Start of TEXT UNDER STUDY

Every week, one financial services firm or another releases findings of its
latest retirement study: Americans aren’t saving enough. The savings rate is
abysmal. Americans keep up with the Joneses at the expense of their golden
years. They borrow against their homes to pay for luxuries and so forth. But is
the situation as dire as most people think? A New York Times story on
Jan. 27 cited a handful of academics who think Americans are saving plenty—too
much, in many cases.
Who is right?
There is no definitive answer, says Olivia S. Mitchell, professor of
insurance and risk management at Wharton and executive director of the school’s
Pension Research Council. Some studies, including one of her own, suggest
Americans are not headed for the old-age catastrophe that many predict. But key
factors, like the future health of Social Security, are impossible to handicap.
“It’s just a brutally difficult problem,” she notes.
The recent debate involves the conflicting results that can be obtained with
different forms of computerized financial calculators used to figure how much a
household needs to save for retirement. Laurence J. Kotlikoff, economics
professor at Boston University, argued in a recent paper titled “Is Conventional
Financial Planning Good for Your Financial Health?” that the simple calculators
in wide use can easily overestimate a household’s annual retirement costs by
10%. For a 40-year-old couple with a $72,000 annual income, this could lead the
program to recommend annual savings of nearly $12,000 when $1,400 would be
enough, he says, adding that financial services firms use these calculators to
pump up sales.

End of TEXT UNDER STUDY

ACTIONS TO TAKE |
a) In the retirement savings article, rewrite the passage starting with "There is no" and going on through "impossible to handicap.", replacing "catastrophe" with "disaster".
b) Answer these questions using the retirement savings article:
(i) On what date did the New York Times story it mentions run?
(ii) What two positions does Olivia S. Mitchell hold at Wharton?
(iii) What is the title of Laurence J. Kotlikoff's recent paper?
c) According to the retirement savings article, why does Olivia S. Mitchell say there is no definitive answer to whether Americans are saving enough?

Start of DATASET EXCERPT

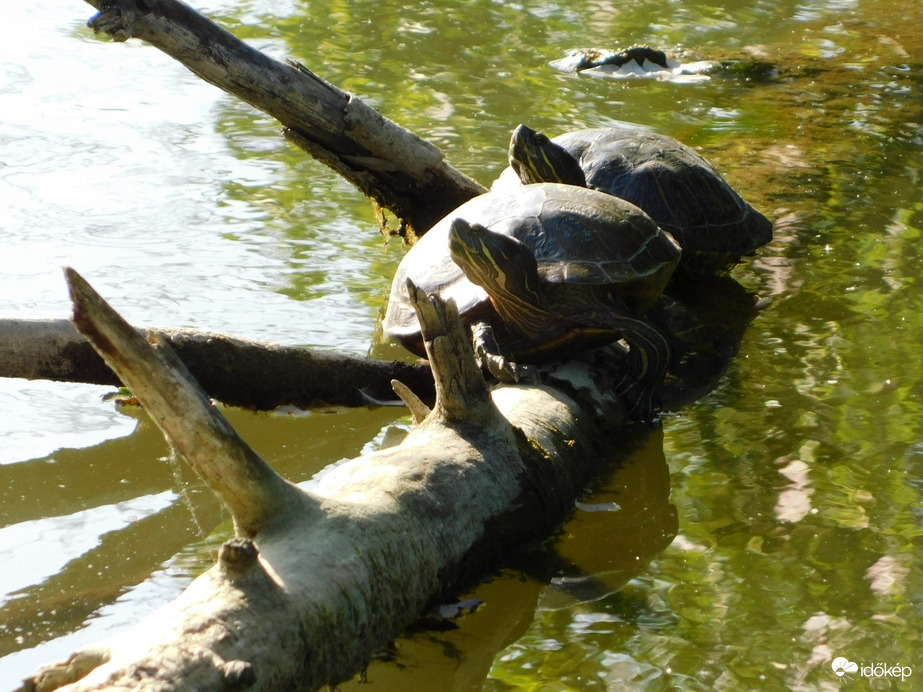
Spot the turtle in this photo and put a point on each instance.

End of DATASET EXCERPT

RESULTS IN ORDER |
a)
There is no definitive answer, says Olivia S. Mitchell, professor of
insurance and risk management at Wharton and executive director of the school’s
Pension Research Council. Some studies, including one of her own, suggest
Americans are not headed for the old-age disaster that many predict. But key
factors, like the future health of Social Security, are impossible to handicap.

b)
(i) Jan. 27
(ii) Professor of insurance and risk management, and executive director of the school's Pension Research Council
(iii) "Is Conventional Financial Planning Good for Your Financial Health?"

c) Key factors, such as the future health of Social Security, are impossible to handicap. She calls it "a brutally difficult problem."